» **What is expected**: Could you reproduce every one of the rows below verbatim, leaving the pictures out?

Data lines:
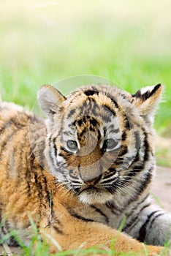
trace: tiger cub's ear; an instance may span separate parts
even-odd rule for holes
[[[56,88],[46,85],[39,89],[37,99],[40,108],[46,114],[53,114],[66,98]]]
[[[132,94],[132,102],[138,110],[139,114],[150,124],[153,122],[154,114],[162,97],[163,87],[162,84],[148,86],[142,88],[135,94]]]

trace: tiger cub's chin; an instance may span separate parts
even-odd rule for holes
[[[94,204],[94,203],[105,203],[111,200],[113,195],[106,192],[95,189],[87,189],[83,191],[79,195],[80,200],[83,203]]]

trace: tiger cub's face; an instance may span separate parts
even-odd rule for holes
[[[131,95],[90,86],[64,97],[53,87],[42,86],[38,100],[48,114],[45,154],[58,181],[90,204],[137,189],[137,173],[145,171],[153,157],[148,133],[162,87]]]

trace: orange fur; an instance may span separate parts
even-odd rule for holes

» **Solved exercise**:
trace: tiger cub's ear; an instance may span separate parts
even-odd rule for holes
[[[56,88],[46,85],[39,89],[37,99],[40,108],[46,114],[53,114],[66,98]]]
[[[132,94],[132,102],[138,110],[139,114],[150,124],[153,122],[154,114],[162,97],[163,87],[162,84],[148,86],[142,88],[135,94]]]

trace: tiger cub's chin; an instance may span separate parts
even-odd rule for holes
[[[94,204],[94,203],[105,203],[111,200],[113,195],[106,192],[95,189],[87,189],[83,191],[79,195],[80,200],[83,203]]]

trace: tiger cub's face; an instance may span separate parts
even-odd rule for holes
[[[131,95],[90,86],[64,97],[53,87],[42,86],[38,100],[48,114],[45,154],[58,181],[90,204],[137,189],[137,173],[145,171],[153,157],[148,133],[162,87]]]

trace: orange fur; an instance may span separate parts
even-odd rule for holes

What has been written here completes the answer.